**The exercise:**
Turn the lines of all the items below into a JSON list of strings, with one string per line and no blank lines.

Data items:
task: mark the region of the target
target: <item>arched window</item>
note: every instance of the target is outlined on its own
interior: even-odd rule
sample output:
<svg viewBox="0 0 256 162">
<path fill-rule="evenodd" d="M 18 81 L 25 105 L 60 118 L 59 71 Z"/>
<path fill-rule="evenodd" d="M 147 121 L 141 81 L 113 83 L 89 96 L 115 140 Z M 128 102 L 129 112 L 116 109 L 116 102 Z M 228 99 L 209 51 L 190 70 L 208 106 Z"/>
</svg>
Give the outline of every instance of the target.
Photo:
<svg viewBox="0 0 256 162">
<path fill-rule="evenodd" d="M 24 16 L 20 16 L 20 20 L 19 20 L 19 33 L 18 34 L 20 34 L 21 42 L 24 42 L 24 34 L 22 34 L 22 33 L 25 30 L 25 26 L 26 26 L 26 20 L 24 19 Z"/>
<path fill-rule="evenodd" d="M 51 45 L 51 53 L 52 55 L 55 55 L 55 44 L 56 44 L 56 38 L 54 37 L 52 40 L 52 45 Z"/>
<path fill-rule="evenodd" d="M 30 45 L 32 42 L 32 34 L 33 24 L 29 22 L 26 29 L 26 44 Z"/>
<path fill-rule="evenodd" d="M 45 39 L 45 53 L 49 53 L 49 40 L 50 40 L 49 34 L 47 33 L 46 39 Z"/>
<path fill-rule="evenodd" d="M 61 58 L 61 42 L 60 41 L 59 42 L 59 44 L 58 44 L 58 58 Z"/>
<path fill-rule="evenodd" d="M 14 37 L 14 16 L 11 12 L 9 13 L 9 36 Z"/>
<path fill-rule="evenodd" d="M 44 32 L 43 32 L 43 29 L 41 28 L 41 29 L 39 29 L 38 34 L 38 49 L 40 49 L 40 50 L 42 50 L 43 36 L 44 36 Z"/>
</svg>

**Output below:**
[
  "task: mark the region of the target",
  "target: <item>arched window</item>",
  "note: every instance of the target is outlined on its own",
  "interior: even-odd rule",
  "sample output:",
  "<svg viewBox=\"0 0 256 162\">",
  "<path fill-rule=\"evenodd\" d=\"M 18 81 L 25 105 L 60 118 L 59 71 Z\"/>",
  "<path fill-rule=\"evenodd\" d=\"M 147 121 L 141 81 L 113 83 L 89 96 L 115 140 Z M 128 102 L 129 112 L 116 109 L 116 102 Z M 228 99 L 209 51 L 190 70 L 208 106 Z\"/>",
  "</svg>",
  "Give the outline of every instance of the target.",
  "Photo:",
  "<svg viewBox=\"0 0 256 162\">",
  "<path fill-rule=\"evenodd\" d=\"M 24 16 L 20 16 L 20 20 L 19 20 L 19 33 L 18 34 L 20 34 L 21 42 L 24 42 L 24 34 L 22 34 L 22 33 L 25 30 L 25 26 L 26 26 L 26 20 L 24 19 Z\"/>",
  "<path fill-rule=\"evenodd\" d=\"M 51 45 L 51 53 L 52 55 L 55 55 L 55 44 L 56 44 L 56 38 L 54 37 L 52 40 L 52 45 Z\"/>",
  "<path fill-rule=\"evenodd\" d=\"M 30 45 L 32 42 L 32 34 L 33 24 L 29 22 L 26 29 L 26 44 Z\"/>",
  "<path fill-rule=\"evenodd\" d=\"M 45 39 L 45 53 L 49 53 L 49 40 L 50 40 L 49 34 L 47 33 L 46 39 Z\"/>",
  "<path fill-rule=\"evenodd\" d=\"M 61 58 L 61 42 L 60 41 L 59 42 L 59 44 L 58 44 L 58 58 Z\"/>",
  "<path fill-rule=\"evenodd\" d=\"M 14 37 L 14 16 L 11 12 L 9 13 L 9 36 Z\"/>",
  "<path fill-rule=\"evenodd\" d=\"M 44 32 L 43 32 L 43 29 L 41 28 L 41 29 L 39 29 L 38 34 L 38 49 L 40 49 L 40 50 L 42 50 L 43 36 L 44 36 Z\"/>",
  "</svg>"
]